§ **Texte à lire**:
>>>>>

Cela se passe au retour de ?Mille et une pattes?, l'échauffement classique en 12 longueurs sur les Aiguilles Rouges. Les conditions climatiques pour jeudi sont excellentes. Dis-moi Thierry, on s'attaque demain à la Dent du Géant?!

Tôt le matin nous démontons la tente et empruntons le tunnel du Mont-Blanc de Chamonix direction Courmayeur. Le soleil est radieux. Nous achetons sur place une paire de crampons pour moi, notre petit-déjeuner, de quoi luncher ainsi que le ticket aller-retour pour le téléphérique vers la Pointe Helbronner. Prochaine étape le refuge Torino où nous laissons chacun un kitbag derrière nous et vers 11h nous attaquons le glacier.

Pic: Philippe Ceulemans

Tu avais raison Denis, la neige de septembre a fait son apparition. En temps que seule cordée du coin, nous sommes bien obligés de faire la trace. Tant pis... ça réchauffe le corps plus vite. Plus la pente raidit plus on le sent. Les premiers vrais obstacles prennent la forme de blocs formés par les récentes avalanches ainsi que par deux crevasses dans le glacier. Entretemps le soleil est à l'aplomb et la neige molit tant et si bien que nous nous trouvons maintenant en terrain dangereux. A franchement parler je n'ose plus traverser à gauche vers la goulotte qui forme la voie la plus logique pour le sommet. Thierry conseille de s'orienter vers la droite via l'amas rocheux. L'escalade commence, pas très compliquée ici, mais les rochers sont bien moins fixes que prévu. De plus, à ce stade, nous n'avons pas encore retiré notre matériel d'escalade de nos sacs à dos. Nous continuons donc, à même des cailloux branlants et sur une fine couche de neige. Cette partie non assurée de 100 mètres me procure une dose de stress carabinée. Arrivés en haut à côté d'un gendarme, le terrain devient mixte, composé de neige douce et moins escarpé. L'altitude se fait maintenant sentir: deux grimpeurs peu acclimatés du plat pays en route vers le sommet d'un quatre mille... Nous ne sommes cependant qu'à la moitié du chemin vers le pied de la Dent du Géant et l'après-midi avance à grands pas. Par conséquent, on pique-nique et puis ce sera la descente. Sur la neige aplatie par nos sacs à dos les sandwiches secs au fromage italien accompagné d'une vue grandiose sur le massif du Mont-Blanc sont un vrai régal.

<<<<<

§ **Données**:
>>>>>

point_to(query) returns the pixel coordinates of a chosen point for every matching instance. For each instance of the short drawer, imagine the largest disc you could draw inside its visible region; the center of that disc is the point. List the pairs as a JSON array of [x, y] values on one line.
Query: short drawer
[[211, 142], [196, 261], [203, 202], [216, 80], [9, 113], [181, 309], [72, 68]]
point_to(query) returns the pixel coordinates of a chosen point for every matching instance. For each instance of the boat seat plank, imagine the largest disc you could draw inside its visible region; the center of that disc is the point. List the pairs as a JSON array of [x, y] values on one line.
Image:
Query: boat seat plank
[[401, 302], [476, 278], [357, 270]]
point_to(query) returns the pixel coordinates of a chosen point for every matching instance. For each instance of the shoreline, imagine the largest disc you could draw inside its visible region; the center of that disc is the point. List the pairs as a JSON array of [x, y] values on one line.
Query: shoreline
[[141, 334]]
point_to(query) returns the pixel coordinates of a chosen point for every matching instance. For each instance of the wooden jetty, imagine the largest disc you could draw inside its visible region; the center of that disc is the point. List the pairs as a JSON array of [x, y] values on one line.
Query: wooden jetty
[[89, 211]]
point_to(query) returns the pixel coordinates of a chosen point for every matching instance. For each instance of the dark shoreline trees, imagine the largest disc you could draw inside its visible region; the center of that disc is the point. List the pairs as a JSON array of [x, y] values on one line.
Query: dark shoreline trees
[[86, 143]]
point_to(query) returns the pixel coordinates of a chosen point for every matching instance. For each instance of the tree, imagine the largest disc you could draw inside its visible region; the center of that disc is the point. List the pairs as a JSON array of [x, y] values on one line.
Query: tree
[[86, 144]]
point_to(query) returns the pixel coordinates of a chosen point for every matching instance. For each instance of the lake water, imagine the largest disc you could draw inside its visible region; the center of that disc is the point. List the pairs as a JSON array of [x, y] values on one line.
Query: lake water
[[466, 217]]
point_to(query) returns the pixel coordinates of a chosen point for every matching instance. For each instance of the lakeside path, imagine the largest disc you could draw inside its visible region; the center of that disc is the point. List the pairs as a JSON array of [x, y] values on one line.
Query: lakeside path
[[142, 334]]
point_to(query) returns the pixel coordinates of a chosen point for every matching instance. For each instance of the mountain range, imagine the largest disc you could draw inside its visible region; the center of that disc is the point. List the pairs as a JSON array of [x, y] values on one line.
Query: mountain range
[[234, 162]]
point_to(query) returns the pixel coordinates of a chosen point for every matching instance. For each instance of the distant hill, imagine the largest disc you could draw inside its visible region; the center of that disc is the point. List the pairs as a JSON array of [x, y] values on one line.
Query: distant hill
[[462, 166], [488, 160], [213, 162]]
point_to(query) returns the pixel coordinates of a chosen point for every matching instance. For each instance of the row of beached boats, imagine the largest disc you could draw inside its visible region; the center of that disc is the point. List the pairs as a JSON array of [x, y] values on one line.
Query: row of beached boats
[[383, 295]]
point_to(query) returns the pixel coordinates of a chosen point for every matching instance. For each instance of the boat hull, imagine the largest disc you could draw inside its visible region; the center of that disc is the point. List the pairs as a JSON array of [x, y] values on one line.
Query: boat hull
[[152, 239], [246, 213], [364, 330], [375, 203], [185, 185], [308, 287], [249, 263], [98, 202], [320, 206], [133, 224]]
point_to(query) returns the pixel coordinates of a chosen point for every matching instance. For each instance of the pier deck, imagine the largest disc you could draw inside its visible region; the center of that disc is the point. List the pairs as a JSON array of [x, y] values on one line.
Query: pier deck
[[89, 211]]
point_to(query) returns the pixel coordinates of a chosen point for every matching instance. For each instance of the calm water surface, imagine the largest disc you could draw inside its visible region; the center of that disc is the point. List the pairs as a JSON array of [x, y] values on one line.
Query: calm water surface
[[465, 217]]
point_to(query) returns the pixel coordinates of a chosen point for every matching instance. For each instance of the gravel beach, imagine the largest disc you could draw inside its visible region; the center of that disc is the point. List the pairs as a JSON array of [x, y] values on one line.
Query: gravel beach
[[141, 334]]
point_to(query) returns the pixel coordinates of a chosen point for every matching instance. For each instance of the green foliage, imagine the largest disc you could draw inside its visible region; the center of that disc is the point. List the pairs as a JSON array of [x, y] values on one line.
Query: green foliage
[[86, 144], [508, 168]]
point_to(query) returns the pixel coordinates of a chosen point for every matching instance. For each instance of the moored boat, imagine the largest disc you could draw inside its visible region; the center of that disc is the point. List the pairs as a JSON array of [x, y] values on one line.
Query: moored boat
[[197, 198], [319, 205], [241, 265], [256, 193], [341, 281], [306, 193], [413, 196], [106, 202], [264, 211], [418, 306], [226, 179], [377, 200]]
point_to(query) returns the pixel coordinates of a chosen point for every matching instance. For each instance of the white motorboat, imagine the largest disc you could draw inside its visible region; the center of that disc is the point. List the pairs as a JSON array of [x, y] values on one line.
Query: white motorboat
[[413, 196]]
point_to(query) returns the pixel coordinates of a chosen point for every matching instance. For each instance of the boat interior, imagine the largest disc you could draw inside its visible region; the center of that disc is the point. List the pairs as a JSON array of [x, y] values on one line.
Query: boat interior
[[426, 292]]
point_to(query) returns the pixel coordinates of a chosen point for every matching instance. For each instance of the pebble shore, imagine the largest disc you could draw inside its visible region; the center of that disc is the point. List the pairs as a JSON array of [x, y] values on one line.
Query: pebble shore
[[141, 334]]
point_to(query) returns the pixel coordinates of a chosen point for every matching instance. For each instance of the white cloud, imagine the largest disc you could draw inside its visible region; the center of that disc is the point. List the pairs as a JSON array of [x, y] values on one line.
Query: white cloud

<<<<<

§ **Consigne A**:
Recopiez mot pour mot le passage du récit d'ascension ci-dessus, de "Tôt le matin" à "attaquons le glacier.".
§ **Consigne B**:
D'après le récit d'ascension, où les deux grimpeurs laissent-ils chacun un kitbag ?
§ **Consigne C**:
Traduisez en anglais cette phrase du récit d'ascension : « Thierry conseille de s'orienter vers la droite via l'amas rocheux. »

§ **Réponse attendue A**:
Tôt le matin nous démontons la tente et empruntons le tunnel du Mont-Blanc de Chamonix direction Courmayeur. Le soleil est radieux. Nous achetons sur place une paire de crampons pour moi, notre petit-déjeuner, de quoi luncher ainsi que le ticket aller-retour pour le téléphérique vers la Pointe Helbronner. Prochaine étape le refuge Torino où nous laissons chacun un kitbag derrière nous et vers 11h nous attaquons le glacier.

§ **Réponse attendue B**:
Au refuge Torino.

§ **Réponse attendue C**:
Thierry advises heading to the right by way of the rock pile.